• [What you are asked to do] Return the part of the article on teaching new hires about business below, from "There also needs" up to and including "a whole works.", copied word for word.

• [Passage given]
+ + + + +

And that’s where things start to get interesting. How many of us actually understand all of that jargon I’ve just thrown out there? More importantly, how many of the fresh talent coming into the workforce understand any of those things? We have high expectations for graduates in particular but anyone starting their career in a company. But what are we doing to help them understand everything that’s expected of them? And I don’t mean the work they’re doing, but the important things of running a business.

So how do you do these things? Well a study by the CIPD showed that most learning and development in the workplace happens via information passed on and coaching done by the manager. In the first instance then, you have to know your stuff. You will always be the first port of call for a new recruit. You’re the one with the answers. You’re the one who can explain the meaning of life. The buck starts with you. It doesn’t end there though.

You then need to have in place a process or programme that helps your new recruit gain business insights. Huh? For example, arrange weekly/monthly sesisons where you discuss what’s been happening in the business and why any of that matters. When everyone was being asked to cut back on their spending, were you able to articulate why? When the recession meant redundancies had to be made, were you able to help the team see the business case for this? When Bob took sick leave every Monday consistently for 2 months were you able to discuss the impact of this and give appropriate feedback?

There also needs to be in place a session of sorts delivered by a senior business leader explaining what these things mean to give the business overview. In that session you need to also explain the jargon you use on a daily basis. What’s a TSV? What does cash flow mean? What is a revenue stream? How do we find new business? What does ROI actually mean? And R&D?

Then you’re looking to ensure you keep this activity up. Improve the quality of the conversations so deeper and more significant learning and development takes place. Send them on conferences where they can talk to other people about these things. Send them on an external course to interact with other industry people. Arrange discussions with other business units to help them understand how the business as a whole works.

And when you have all that in place, after about 2 years, they’ll be ready to move on and get promoted. 2 years I hear you scream? Absolutely. If you want your new recruit to be a high flyer, and if you’re serious about their career development you’ll invest 2 years of your own time and efforts to get that person up to scratch. And 2 years is a good target to aim for.

So, are you ready to teach Business 101?

+ + + + +

• [Raw data]

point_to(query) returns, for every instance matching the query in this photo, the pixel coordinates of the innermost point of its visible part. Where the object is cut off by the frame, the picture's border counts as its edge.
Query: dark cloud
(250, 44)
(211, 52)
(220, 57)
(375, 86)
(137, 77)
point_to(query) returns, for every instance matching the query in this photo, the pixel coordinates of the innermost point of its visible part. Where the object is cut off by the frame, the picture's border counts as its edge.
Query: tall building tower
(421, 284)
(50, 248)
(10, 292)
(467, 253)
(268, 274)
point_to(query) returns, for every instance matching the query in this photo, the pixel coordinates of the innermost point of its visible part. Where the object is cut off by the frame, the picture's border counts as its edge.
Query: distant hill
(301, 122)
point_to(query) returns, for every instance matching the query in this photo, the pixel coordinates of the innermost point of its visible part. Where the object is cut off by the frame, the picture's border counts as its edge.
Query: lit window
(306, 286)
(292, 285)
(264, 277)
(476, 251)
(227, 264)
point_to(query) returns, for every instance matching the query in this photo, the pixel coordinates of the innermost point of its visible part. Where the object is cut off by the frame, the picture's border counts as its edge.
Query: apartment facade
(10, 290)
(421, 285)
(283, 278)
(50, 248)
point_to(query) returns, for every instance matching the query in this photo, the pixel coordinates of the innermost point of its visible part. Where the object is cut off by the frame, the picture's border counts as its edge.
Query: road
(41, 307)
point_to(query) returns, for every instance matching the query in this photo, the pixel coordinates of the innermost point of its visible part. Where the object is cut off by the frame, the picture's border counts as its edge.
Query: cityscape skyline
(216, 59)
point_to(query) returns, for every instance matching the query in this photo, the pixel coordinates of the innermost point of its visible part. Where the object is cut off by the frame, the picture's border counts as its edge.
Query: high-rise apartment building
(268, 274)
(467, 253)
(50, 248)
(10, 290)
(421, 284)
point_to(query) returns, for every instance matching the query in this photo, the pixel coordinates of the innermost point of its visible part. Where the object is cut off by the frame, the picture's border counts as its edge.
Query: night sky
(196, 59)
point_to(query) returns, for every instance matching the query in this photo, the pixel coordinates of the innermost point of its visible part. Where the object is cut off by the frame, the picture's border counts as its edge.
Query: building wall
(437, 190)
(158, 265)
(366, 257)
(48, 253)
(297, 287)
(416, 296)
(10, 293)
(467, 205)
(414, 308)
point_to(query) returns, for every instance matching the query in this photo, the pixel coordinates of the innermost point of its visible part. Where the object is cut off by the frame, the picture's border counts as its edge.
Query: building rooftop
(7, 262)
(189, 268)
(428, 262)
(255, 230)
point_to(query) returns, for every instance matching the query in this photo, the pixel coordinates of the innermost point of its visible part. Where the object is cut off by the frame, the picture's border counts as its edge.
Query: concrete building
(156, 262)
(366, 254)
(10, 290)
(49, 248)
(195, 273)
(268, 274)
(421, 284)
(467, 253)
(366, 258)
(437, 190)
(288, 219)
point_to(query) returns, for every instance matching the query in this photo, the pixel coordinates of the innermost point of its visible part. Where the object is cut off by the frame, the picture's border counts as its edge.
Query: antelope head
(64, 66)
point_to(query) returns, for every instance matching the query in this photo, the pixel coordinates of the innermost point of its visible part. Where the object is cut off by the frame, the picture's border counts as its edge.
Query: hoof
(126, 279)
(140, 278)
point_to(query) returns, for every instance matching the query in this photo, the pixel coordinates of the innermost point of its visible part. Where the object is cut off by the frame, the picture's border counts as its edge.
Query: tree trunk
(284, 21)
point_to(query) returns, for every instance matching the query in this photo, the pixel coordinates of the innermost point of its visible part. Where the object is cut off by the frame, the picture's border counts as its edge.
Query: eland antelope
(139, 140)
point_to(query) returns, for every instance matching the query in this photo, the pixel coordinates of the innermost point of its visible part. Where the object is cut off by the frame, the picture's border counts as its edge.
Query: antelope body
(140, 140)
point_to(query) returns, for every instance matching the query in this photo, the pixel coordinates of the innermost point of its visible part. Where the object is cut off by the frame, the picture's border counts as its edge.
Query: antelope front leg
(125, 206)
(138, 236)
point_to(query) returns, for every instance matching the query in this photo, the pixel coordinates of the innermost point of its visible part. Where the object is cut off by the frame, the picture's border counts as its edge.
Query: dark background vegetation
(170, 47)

+ + + + +

• [Task output]
There also needs to be in place a session of sorts delivered by a senior business leader explaining what these things mean to give the business overview. In that session you need to also explain the jargon you use on a daily basis. What’s a TSV? What does cash flow mean? What is a revenue stream? How do we find new business? What does ROI actually mean? And R&D?

Then you’re looking to ensure you keep this activity up. Improve the quality of the conversations so deeper and more significant learning and development takes place. Send them on conferences where they can talk to other people about these things. Send them on an external course to interact with other industry people. Arrange discussions with other business units to help them understand how the business as a whole works.